*待办任务*: 根据下面的文本摘录，任务查杀规则综合考虑了哪三方面因素？

任务超时被kill。大数据平台资源有限，不可能让用户的查询SQL无限期执行下去。任务查杀规则综合考虑3方面因素（查询数据量 + 执行时间 + 完成度）：

impala cdh yarn查询进程_hive_02

针对数据块这一问题，非常不建议使用select *，而列出具体的查询字段，另外加上limit 10000字句限制条数。

SQLException: Sender timed out waiting for receiver fragment instance: , dest node: 66

具体的报错信息如下：

java.sql.SQLException: Sender timed out waiting for receiver fragment instance: 394c696029ddcce6:a51b7cab000007cc, dest node: 66
	at org.apache.hive.jdbc.HiveStatement.waitForOperationToComplete(HiveStatement.java:381)
	at org.apache.hive.jdbc.HiveStatement.execute(HiveStatement.java:260)

*已知数据*:
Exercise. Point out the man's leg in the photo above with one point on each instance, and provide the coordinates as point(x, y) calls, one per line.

*练习答案*: 查询数据量、执行时间和完成度。